SOURCE EXTRACT:

++++++++++

Theoretically, extreme cold temperature on the electrodes could result in vasoconstriction, whose effect has not been yet studied.

Therefore, avoid performing test measurements if the electrodes are too cold.

Given sweat rate changes with exercise it was important to evaluate the effects of exercise on EZSCAN tests. Measurements were performed before and after high level exercise on more than 100 subjects. They evidenced a coefficient of variation of 13 % for the hands and of 4% for the feet between these two measurements. These results confirm that EZSCAN measurements performed by don’t depend on sweat rate.

Evaluation of sudomotor function using other tests such as QSART has shown generally lower measures (in sweat output) in women compared with those on men. This can be explained by lower sweat rates in women. Measurements performed by EZSCAN don’t depend on sweat rate. A study performed on more than 500 women and more than 200 men show no significant differences in hands’ and feet’ ESC. This will be confirmed in future pending studies on larger group populations.

Sweat rate vary with ethnicity. EZSCAN measurements do not depend on sweat rates. Studies that have been performed in India, China, Germany, France and other European countries show no notable differences in hands and feet ESC in Asian subjects as compared with European subjects. Larger studies are necessary to confirm this hypothesis.

++++++++++

DATA LISTING:
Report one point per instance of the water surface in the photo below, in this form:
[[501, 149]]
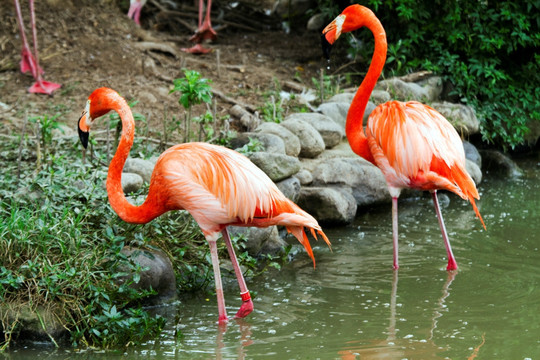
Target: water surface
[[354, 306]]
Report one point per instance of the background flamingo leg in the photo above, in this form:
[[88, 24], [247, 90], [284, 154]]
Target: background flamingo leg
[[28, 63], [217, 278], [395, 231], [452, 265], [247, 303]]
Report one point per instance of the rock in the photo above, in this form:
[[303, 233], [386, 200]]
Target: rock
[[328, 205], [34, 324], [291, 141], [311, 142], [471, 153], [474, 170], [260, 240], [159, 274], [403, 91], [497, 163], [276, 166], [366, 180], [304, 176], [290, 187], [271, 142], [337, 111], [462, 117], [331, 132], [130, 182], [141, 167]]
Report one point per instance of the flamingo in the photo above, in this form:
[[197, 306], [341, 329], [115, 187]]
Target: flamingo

++++++++++

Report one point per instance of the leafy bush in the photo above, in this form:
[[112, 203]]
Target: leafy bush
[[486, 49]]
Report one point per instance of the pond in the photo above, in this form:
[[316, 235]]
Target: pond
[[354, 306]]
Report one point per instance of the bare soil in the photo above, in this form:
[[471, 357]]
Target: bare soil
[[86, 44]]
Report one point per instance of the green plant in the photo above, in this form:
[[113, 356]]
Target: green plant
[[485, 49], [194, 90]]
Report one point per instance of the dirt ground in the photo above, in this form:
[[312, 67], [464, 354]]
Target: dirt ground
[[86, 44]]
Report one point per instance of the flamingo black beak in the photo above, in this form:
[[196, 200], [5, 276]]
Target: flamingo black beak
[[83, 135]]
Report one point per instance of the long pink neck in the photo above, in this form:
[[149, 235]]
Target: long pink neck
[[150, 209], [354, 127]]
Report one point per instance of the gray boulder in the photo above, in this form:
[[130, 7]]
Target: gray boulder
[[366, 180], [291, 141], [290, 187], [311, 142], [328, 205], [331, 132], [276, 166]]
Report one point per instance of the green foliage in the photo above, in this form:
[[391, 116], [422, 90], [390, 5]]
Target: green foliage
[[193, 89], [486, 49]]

++++++++++

WORK INSTRUCTIONS:
[a] Reproduce part of the EZSCAN passage word for word, beginning at the words "Therefore, avoid performing" and stopping after "by don’t depend on sweat rate.".
[b] Pick up the EZSCAN passage after its last sentence and keep writing in the same vein.
The listing comes from a separate source unrelated to the EZSCAN passage.

ANSWERS:
[a]
Therefore, avoid performing test measurements if the electrodes are too cold.

Given sweat rate changes with exercise it was important to evaluate the effects of exercise on EZSCAN tests. Measurements were performed before and after high level exercise on more than 100 subjects. They evidenced a coefficient of variation of 13 % for the hands and of 4% for the feet between these two measurements. These results confirm that EZSCAN measurements performed by don’t depend on sweat rate.

[b]
Blood pressure influences local vascularisation. Chronic high blood pressure levels induce micro vascular lesions potentially affecting the renal function. Sweat glands representing small nephrons and comparable lesions could be observed in both apparatus. In addition high chronic levels of blood pressure are a risk factor and impact sudomotor function as evidenced by several methods (QSART, skin biopsies….) (see article by Low et al).

With high chronic levels of blood pressure, a decrease in ESC is expected given the relationship with sweat dysfunction.

High acute blood pressure levels should not affect EZSCAN measurements as EZSCAN does not depend on sweat rate.

EZSCAN is an objective measurement unlike the use of questionnaires which depend on a patient’s understanding of the questions and subjectivity. Questionnaires need to be adapted to target the screened population. The EZSCAN risk score (classified into at-risk/moderate risk/no-risk color coded quadrants) can greatly help the patient and physician visualize the results.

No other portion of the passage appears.